> _THE PROBLEM_
Find every line in the records that contains the word "window", and copy each of those lines in full.

(Stored items)
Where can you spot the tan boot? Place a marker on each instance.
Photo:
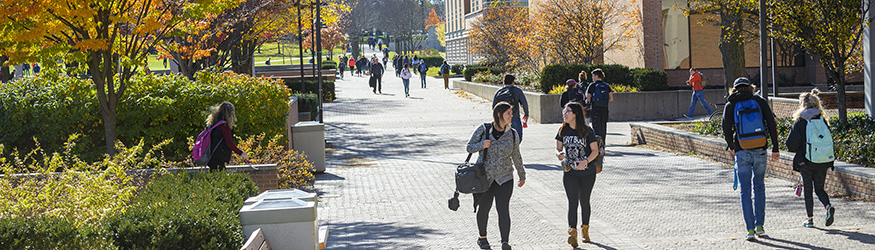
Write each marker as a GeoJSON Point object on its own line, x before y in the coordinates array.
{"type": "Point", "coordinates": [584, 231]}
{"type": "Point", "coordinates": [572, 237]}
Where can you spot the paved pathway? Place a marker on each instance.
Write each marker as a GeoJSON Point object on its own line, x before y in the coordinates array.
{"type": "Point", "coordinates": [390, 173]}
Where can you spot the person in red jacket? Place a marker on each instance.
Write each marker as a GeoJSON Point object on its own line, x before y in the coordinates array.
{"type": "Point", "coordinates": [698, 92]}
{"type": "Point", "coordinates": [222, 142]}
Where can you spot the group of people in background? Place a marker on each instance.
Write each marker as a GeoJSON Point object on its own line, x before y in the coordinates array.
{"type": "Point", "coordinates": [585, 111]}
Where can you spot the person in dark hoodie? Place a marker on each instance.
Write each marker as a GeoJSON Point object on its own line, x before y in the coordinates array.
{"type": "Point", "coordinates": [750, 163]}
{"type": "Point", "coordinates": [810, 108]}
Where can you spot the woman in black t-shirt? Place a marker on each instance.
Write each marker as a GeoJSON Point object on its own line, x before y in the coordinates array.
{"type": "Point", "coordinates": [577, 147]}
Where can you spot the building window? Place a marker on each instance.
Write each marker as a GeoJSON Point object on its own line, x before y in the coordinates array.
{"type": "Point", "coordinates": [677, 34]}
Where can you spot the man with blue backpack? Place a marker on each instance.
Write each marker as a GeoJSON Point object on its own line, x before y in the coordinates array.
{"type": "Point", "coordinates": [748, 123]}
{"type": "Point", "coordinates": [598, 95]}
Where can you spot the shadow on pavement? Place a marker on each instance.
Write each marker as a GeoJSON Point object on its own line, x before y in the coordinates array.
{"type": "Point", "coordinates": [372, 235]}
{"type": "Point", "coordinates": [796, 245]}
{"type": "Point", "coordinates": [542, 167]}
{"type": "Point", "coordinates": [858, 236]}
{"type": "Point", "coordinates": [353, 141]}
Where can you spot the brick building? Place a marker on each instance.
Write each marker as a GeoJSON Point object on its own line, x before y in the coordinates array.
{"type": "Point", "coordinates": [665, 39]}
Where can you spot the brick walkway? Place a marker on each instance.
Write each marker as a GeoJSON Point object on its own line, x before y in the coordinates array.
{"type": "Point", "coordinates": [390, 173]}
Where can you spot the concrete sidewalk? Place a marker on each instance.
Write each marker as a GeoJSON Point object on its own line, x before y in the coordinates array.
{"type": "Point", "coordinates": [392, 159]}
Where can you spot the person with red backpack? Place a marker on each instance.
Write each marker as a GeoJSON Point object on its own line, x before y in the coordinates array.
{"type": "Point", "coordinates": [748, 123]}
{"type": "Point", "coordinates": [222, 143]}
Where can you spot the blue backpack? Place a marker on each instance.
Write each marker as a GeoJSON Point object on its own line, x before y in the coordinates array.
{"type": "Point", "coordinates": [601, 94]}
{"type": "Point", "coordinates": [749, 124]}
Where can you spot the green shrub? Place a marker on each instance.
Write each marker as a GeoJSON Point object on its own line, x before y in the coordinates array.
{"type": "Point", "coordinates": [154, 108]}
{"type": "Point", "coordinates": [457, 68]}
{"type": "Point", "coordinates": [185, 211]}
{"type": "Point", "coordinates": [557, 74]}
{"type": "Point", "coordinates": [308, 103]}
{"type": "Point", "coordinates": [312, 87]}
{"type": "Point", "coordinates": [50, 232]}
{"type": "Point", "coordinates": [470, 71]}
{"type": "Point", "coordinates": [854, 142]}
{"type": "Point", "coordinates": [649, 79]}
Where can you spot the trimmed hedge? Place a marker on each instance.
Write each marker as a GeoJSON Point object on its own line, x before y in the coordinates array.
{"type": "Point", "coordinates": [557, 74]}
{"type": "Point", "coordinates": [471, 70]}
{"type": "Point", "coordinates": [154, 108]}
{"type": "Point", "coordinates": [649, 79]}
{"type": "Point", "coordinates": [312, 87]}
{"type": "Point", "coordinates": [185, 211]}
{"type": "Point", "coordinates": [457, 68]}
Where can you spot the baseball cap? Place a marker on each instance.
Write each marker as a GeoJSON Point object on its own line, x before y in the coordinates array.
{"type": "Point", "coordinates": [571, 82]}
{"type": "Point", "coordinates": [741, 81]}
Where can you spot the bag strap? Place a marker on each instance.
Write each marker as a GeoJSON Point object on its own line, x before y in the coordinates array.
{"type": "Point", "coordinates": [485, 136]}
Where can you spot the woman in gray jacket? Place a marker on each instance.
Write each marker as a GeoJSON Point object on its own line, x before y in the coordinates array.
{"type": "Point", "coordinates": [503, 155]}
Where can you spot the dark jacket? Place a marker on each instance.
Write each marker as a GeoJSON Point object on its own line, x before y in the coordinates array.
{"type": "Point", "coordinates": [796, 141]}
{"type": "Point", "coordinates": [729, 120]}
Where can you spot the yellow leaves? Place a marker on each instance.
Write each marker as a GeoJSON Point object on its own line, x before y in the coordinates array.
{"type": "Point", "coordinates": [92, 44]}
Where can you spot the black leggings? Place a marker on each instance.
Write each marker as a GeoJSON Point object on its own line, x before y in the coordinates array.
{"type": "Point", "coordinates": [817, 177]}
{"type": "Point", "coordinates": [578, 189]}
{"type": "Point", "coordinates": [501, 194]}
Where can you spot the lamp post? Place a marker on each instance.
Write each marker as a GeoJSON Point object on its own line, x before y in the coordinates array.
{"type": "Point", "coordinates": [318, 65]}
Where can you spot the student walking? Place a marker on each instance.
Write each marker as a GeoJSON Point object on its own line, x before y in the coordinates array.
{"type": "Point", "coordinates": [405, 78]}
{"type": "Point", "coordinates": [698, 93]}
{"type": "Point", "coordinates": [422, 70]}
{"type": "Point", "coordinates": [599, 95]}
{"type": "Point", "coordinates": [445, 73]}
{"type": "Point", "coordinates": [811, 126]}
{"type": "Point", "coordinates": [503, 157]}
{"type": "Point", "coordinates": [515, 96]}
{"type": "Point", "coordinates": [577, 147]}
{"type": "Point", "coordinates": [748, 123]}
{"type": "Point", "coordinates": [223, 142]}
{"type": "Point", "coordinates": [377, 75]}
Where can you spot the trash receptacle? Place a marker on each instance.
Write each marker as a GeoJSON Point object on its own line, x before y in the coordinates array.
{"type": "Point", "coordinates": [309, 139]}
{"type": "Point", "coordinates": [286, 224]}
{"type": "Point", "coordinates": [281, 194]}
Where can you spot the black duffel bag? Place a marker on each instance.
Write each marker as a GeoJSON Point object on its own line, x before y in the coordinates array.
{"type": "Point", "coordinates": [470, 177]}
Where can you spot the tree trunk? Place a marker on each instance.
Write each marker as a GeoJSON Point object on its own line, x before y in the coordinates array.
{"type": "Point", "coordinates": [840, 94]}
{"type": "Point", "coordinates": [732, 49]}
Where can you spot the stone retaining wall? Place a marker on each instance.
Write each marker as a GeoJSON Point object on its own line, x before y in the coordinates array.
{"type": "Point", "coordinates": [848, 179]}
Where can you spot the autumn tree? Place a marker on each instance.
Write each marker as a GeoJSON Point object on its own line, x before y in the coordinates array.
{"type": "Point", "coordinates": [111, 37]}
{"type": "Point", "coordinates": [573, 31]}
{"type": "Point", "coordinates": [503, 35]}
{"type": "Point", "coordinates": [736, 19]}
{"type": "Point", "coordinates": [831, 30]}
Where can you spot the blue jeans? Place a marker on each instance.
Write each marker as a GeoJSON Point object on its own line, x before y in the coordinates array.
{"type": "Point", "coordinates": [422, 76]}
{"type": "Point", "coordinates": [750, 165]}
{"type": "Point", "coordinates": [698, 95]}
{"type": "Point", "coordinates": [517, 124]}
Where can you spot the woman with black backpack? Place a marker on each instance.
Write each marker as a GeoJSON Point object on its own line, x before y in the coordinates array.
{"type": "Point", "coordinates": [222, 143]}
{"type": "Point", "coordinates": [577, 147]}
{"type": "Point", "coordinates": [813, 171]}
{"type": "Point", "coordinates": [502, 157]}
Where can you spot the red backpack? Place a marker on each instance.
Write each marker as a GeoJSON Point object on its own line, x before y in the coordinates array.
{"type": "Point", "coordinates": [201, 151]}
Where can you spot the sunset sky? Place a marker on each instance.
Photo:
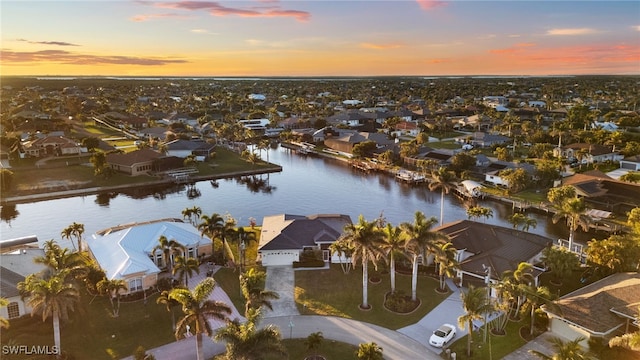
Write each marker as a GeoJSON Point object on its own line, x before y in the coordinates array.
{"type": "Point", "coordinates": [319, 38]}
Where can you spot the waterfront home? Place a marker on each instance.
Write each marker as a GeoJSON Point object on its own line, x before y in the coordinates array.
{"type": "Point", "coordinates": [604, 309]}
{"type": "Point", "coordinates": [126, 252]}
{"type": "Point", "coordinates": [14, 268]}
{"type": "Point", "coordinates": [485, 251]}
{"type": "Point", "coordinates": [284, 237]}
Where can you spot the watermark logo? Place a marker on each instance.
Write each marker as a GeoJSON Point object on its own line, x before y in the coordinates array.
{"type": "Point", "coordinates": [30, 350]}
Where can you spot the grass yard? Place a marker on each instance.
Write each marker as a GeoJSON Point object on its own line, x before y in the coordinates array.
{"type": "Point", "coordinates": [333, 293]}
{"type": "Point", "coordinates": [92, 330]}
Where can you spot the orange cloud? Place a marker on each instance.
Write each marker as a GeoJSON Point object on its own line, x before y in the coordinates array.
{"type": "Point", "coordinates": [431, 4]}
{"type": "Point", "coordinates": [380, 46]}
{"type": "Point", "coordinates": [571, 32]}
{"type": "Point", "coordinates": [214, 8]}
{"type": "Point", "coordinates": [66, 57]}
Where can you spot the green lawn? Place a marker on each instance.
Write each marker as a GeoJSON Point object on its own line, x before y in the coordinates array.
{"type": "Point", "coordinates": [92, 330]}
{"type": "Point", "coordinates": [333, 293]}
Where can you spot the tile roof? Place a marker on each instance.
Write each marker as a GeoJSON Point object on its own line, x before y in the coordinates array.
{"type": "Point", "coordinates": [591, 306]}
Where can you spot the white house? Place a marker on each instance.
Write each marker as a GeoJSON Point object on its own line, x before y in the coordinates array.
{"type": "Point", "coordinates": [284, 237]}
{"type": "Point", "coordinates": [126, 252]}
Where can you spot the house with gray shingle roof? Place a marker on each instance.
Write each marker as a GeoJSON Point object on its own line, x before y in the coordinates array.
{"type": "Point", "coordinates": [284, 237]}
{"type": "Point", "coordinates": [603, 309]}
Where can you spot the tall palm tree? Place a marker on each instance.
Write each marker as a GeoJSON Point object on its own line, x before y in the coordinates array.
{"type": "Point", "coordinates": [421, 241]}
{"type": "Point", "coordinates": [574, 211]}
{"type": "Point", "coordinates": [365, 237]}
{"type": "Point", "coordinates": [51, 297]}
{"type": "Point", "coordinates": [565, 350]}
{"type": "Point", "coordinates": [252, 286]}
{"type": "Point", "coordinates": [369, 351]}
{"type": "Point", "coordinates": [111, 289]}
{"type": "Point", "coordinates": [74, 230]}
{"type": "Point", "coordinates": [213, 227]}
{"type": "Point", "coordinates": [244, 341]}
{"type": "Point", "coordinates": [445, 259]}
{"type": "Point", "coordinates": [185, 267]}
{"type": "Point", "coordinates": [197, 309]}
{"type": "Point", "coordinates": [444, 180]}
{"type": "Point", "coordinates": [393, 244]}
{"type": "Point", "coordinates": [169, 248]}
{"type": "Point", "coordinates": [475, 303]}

--

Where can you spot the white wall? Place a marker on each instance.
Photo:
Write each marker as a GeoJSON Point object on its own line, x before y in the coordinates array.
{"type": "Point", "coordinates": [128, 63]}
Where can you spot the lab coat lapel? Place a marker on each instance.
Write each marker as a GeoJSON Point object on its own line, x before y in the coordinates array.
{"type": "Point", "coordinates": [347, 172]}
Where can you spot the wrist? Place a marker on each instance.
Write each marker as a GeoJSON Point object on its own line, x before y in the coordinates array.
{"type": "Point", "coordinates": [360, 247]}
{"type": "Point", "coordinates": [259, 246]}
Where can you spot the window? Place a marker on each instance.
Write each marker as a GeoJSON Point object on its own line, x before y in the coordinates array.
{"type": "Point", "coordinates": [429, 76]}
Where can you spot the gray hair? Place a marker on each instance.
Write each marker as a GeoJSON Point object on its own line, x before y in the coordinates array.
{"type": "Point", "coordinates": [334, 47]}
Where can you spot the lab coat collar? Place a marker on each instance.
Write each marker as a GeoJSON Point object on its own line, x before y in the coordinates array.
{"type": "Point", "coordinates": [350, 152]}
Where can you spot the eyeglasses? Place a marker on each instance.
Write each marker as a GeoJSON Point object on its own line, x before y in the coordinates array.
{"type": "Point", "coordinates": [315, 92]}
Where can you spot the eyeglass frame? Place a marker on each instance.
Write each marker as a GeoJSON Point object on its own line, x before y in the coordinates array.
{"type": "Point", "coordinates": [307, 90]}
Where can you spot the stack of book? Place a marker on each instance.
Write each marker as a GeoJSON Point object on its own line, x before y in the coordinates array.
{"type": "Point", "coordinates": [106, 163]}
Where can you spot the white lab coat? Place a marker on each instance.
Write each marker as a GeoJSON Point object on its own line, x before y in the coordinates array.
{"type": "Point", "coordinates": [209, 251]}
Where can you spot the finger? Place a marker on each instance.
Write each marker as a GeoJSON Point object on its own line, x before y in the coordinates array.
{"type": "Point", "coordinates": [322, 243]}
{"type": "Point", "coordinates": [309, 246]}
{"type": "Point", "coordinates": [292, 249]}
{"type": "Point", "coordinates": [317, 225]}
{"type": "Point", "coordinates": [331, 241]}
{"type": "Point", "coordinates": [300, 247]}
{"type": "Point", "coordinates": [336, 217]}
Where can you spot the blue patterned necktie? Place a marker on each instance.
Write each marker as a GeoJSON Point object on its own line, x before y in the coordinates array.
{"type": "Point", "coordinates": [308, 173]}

> _ANSWER FOR THIS EXERCISE_
Where can you spot the building window? Place a marker on each instance.
Where can you spot the window? Place a marker on each instance.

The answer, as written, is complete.